EECS 545: Machine Learning

Lecture 04: Linear Regression I

  • Instructor: Jacob Abernethy
  • Date: January 20, 2015

Lecture Exposition Credit: Benjamin Bray

Outline for this Lecture

  • Introduction to Regression
  • Solving Least Squares
    • Gradient Descent Method
    • Closed Form Solution

Reading List

  • Required:
    • [PRML], §1.1: Polynomial Curve Fitting Example
    • [PRML], §3.1: Linear Basis Function Models
  • Optional:
    • [MLAPP], Chapter 7: Linear Regression

Supervised Learning

  • Goal
    • Given data $X$ in feature sapce and the labels $Y$
    • Learn to predict $Y$ from $X$
  • Labels could be discrete or continuous
    • Discrete-valued labels: Classification
    • Continuous-valued labels: Regression

Notation

  • In this lecture, we will use
    • Let vector $\vec{x}_n \in \R^D$ denote the $n\text{th}$ data. $D$ denotes number of attributes in dataset.
    • Let vector $\phi(\vec{x}_n) \in \R^M$ denote features for data $\vec{x}_n$. $\phi_j(\vec{x}_n)$ denotes the $j\text{th}$ feature for data $x_n$.

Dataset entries
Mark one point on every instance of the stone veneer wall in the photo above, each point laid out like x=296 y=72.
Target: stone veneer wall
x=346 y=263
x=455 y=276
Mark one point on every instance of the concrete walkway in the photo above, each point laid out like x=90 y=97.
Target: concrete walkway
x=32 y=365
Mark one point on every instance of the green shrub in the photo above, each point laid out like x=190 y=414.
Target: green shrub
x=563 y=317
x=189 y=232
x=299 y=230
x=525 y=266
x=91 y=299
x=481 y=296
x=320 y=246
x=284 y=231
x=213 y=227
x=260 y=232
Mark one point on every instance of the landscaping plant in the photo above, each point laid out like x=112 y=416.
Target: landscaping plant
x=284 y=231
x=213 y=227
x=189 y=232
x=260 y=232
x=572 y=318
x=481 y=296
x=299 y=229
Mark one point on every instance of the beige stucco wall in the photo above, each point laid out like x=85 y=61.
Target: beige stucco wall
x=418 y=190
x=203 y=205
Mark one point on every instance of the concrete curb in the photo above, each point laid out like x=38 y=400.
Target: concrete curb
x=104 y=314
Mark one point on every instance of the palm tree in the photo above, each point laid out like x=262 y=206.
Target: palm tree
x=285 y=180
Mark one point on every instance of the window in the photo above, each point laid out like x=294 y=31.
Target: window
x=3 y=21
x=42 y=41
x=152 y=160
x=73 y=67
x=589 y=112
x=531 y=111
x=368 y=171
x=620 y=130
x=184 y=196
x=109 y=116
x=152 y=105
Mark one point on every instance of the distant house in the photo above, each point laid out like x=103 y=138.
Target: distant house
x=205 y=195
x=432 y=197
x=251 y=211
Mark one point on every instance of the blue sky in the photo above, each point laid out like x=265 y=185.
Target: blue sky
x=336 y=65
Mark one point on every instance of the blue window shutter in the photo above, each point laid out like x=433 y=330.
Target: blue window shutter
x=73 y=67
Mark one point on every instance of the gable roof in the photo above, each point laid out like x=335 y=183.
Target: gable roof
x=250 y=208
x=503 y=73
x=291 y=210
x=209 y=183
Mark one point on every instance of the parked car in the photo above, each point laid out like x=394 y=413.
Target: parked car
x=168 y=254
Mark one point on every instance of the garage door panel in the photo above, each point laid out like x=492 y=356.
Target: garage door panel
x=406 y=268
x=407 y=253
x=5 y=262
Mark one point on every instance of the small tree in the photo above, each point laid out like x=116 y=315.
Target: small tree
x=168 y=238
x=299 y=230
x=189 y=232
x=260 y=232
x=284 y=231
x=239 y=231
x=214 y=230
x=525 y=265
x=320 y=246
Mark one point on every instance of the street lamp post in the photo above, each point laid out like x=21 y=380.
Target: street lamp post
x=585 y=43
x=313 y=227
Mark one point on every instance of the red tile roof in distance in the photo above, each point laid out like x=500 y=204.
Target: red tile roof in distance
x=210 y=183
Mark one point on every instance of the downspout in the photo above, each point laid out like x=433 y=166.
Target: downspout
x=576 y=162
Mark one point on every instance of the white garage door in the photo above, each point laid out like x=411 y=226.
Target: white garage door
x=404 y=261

Tasks to carry out:
• 1. Using the linear regression lecture notes, decide whether each statement agrees with them: (a) Jacob Abernethy is the instructor for the lecture. (b) Regression deals with labels that are discrete-valued. (c) Chapter 7 of [MLAPP] is required reading. For each, answer yes or no and quote the words that settle it.
• 2. Pick up the linear regression lecture notes after their last line and write the next part.
This data was taken from a different source than the lecture notes.

Results:
• 1.
(a) Yes: "Instructor: Jacob Abernethy"
(b) No: "Continuous-valued labels: Regression"
(c) No: it appears under "Optional:" as "[MLAPP], Chapter 7: Linear Regression"

• 2.
    • Feature $\phi(\vec{x}_n)$ is the artificial features which represents the preprocessing step. $\phi(\vec{x}_n)$ is usually some combination of transformations of $\vec{x}_n$. For example, $\phi(\vec{x})$ could be vector constructed by $[\vec{x}_n^T, \cos(\vec{x}_n)^T, \exp(\vec{x}_n)^T]^T$. If we do nothing to $\vec{x}_n$, then $\phi(\vec{x}_n)=\vec{x}_n$.
    • Continuous-valued label vector $t \in \R^D$ (target values). $t_n \in \R$ denotes the target value for $i\text{th}$ data.

Notation: Example

  • The table below is a dataset describing acceleration of the aircraft along a runway. Based on our notations above, we have $D=7$. Regardless of the header row, target value $t$ is the first column and $x_n$ denote the data on the $n\text{th}$ row, $2\text{th}$ to $7\text{th}$ columns.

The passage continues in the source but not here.